--- start of Selected extract ---

Yes with a pinch of salt :).

Aqueducts, while not a Roman invention, were built in many roman provinces to enable water to flow to the cities.
If you lookup cities that used to be roman colonies, you will find an aqueduct or the remains of one and amazingly enough you will also find a network of roads, bridges, side road hostels, etc. The same is true regarding sanitation and baths.

The Circus Maximus is in Rome and therefore something that the Peoples Liberation Front of Judea would only know about via second hand tales.

Cheese is not a Roman invention. The Torah mentions cheese so the people of Judea knew about it prior to the Roman conquest.

Last but not least education, Roman education was an ad-hoc approach with no clear standards or measurements, so I cannot agree with the statement. Learning latin was something that the client countries were expected to do, if they wanted to have a gnats chance of dealing with the Roman law, tax collectors and the legio. My guess is that Monty Python were referring to that.

Mats Andersson:
To those who chose to “Romanise”, life could get considerably better. The Roman lifestyle for the average city dweller was normally vastly superior to what they were used to; they had luxury items, baths, trade all over the known world, aqueducts and actual law and order: a cosmopolitan, cultural and economic Utopia. (The “law and order” bit was very harsh by our standards, but a haven of liberty compared to the tyranny by whim that was standard at the time.) The Roman lifestyle was the big advertising campaign, the shop window, the clear winner of the propaganda war, the winner of wars without even having to deploy soldiers. Think USA in the 1950s, squared.

To the average peasant, which meant upwards of 90% of the population, the Romans made less difference on a daily basis, but the ensuing Pax Romana meant they would not get their fields trampled and their cattle stolen every few years. Not that anyone listened much to them.

To those who resisted the Romans, it was very bad, but normally quite briefly. They’d be crucified, sent to the galleys, or sent to the circus to feed the animals.

Robin Levin:
Rome generally attempted to co-opt the elite class in the places they conquered. If they co-operated they would prosper and perhaps even gain citizenship. Rome used the carrot and the stick in its dealings with foreigners.

David Carwell:
Would you say the USA does the same thing in co-opting the elites of countries and having USA bases there ?

Spencer King:
The USSR did the same thing during the Cold War and Britain largely did the same thing during its imperial era.

Roy Boss:
Monty Python had a core of viewers who had attended British public and grammar schools. If you like they spoke to upper middle class Brits who had been forced to do Latin at schools. These men ( I sort of think its a mainly a male audience) would recognise the sketch as a satire on crusty old Latin teachers who cared more for correct grammar than for the meaning of the words. There is a strong element of truth to this because we worked through passages of Latin, deconstructing them. Hence the meaning was somewhat lost in the repetition. The Pythons are making a joke that would be understood by much of their audience who would de code the meaning.

--- end of Selected extract ---
--- start of Record extracts ---

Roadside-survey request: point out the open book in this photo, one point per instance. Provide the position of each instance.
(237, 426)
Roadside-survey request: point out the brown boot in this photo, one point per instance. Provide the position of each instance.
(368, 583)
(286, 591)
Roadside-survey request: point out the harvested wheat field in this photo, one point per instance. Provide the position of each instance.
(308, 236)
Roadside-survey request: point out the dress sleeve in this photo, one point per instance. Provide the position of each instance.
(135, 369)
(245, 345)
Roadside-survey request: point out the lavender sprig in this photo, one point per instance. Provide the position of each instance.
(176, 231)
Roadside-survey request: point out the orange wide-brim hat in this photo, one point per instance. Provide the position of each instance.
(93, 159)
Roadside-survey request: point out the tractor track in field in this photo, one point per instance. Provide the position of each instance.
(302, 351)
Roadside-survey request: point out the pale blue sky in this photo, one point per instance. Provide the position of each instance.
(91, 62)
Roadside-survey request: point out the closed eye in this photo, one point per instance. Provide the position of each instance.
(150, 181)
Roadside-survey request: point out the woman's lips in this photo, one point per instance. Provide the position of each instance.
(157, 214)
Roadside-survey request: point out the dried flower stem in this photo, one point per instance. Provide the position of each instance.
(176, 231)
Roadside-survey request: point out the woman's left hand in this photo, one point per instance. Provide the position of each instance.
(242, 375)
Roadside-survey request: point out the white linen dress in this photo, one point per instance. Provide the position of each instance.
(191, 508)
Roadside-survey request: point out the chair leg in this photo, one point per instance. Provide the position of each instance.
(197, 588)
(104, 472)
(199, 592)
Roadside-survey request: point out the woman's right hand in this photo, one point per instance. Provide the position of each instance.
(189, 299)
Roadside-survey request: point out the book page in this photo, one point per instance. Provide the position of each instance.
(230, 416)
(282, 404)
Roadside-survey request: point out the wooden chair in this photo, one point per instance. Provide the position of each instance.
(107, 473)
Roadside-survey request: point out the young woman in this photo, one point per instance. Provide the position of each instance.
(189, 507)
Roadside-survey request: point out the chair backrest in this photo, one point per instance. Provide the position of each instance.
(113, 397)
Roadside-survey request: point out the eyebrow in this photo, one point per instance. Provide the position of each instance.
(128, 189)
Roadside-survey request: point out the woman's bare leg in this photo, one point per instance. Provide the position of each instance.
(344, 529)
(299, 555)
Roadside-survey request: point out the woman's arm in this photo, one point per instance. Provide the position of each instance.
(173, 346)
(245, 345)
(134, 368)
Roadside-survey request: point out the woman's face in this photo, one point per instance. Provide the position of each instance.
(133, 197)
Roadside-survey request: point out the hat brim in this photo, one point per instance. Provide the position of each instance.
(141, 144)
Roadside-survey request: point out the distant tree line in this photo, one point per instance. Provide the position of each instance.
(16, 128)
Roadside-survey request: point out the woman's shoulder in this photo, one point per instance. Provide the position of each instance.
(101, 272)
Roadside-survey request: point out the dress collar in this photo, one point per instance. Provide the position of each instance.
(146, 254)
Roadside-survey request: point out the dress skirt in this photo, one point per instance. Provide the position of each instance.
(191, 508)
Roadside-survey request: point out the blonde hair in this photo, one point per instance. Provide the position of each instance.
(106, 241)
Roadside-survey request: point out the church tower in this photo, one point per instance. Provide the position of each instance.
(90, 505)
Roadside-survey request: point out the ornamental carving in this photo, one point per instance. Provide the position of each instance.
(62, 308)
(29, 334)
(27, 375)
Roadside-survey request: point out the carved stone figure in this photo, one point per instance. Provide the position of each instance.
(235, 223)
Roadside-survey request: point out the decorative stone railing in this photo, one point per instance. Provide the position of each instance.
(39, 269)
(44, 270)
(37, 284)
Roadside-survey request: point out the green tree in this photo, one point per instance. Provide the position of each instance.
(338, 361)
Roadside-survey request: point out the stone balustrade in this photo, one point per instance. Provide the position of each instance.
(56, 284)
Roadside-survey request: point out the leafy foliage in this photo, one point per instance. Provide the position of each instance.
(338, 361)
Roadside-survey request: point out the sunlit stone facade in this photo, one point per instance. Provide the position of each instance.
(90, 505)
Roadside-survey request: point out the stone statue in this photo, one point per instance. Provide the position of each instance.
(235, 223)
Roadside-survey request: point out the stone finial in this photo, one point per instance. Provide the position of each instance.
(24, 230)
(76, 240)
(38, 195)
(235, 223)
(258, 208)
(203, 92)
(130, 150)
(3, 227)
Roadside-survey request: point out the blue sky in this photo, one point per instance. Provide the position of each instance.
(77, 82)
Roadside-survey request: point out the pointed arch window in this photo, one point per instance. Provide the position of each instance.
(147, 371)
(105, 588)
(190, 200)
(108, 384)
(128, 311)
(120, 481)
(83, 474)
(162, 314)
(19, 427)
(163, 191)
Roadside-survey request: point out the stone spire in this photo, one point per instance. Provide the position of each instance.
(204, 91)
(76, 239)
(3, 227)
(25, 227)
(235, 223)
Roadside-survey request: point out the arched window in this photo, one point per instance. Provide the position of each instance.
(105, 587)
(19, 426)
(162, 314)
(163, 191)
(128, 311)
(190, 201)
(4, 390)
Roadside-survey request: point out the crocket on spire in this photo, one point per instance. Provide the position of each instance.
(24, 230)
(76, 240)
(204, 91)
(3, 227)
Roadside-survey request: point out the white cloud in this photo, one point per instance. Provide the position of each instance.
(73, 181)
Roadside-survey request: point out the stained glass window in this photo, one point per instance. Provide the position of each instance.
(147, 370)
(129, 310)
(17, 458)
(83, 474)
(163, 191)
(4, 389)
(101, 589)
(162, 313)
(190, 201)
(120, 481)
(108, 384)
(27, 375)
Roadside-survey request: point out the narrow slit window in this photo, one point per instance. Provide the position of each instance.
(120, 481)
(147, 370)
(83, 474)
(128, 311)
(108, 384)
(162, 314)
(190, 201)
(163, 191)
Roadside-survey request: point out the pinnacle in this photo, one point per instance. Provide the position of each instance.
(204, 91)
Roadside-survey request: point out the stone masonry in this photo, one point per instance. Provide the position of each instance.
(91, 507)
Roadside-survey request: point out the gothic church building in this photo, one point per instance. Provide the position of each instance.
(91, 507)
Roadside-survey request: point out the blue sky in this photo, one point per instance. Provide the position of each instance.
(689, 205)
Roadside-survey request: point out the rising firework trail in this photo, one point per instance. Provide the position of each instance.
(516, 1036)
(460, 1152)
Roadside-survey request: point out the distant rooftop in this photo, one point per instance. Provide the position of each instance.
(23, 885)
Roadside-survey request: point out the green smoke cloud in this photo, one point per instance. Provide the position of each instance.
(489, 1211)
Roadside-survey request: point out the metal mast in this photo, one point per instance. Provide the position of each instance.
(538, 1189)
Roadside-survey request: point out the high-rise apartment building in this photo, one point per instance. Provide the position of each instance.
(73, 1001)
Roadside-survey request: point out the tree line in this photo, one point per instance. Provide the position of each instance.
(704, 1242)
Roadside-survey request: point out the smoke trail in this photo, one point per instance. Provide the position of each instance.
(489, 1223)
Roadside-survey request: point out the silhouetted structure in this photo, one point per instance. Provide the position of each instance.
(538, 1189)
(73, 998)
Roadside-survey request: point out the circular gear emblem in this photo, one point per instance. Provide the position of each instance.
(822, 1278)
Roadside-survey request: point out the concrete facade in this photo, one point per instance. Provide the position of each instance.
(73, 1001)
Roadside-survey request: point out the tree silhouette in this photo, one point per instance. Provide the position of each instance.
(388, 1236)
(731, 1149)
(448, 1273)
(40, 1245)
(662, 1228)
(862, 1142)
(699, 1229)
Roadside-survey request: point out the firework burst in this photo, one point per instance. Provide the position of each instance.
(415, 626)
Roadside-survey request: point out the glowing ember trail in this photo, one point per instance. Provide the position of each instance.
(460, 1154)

--- end of Record extracts ---

Your instructions => Rewrite the passage of the discussion of Roman rule starting at "To the average" and ending at "dealings with foreigners.", changing "Pax Romana" to "Roman peace" and leaving everything else unchanged. The items are separate material with no connection to the text.

Complete response =>
To the average peasant, which meant upwards of 90% of the population, the Romans made less difference on a daily basis, but the ensuing Roman peace meant they would not get their fields trampled and their cattle stolen every few years. Not that anyone listened much to them.

To those who resisted the Romans, it was very bad, but normally quite briefly. They’d be crucified, sent to the galleys, or sent to the circus to feed the animals.

Robin Levin:
Rome generally attempted to co-opt the elite class in the places they conquered. If they co-operated they would prosper and perhaps even gain citizenship. Rome used the carrot and the stick in its dealings with foreigners.